> [Material supplied]:
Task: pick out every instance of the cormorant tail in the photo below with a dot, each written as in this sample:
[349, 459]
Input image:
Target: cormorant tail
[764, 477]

> [Problem description]: Each entry above must be repeated exactly, with nothing dropped.

> [Response]:
Task: pick out every instance of the cormorant tail in the photo below with a dot, each written as in this sample:
[349, 459]
Input image:
Target: cormorant tail
[764, 477]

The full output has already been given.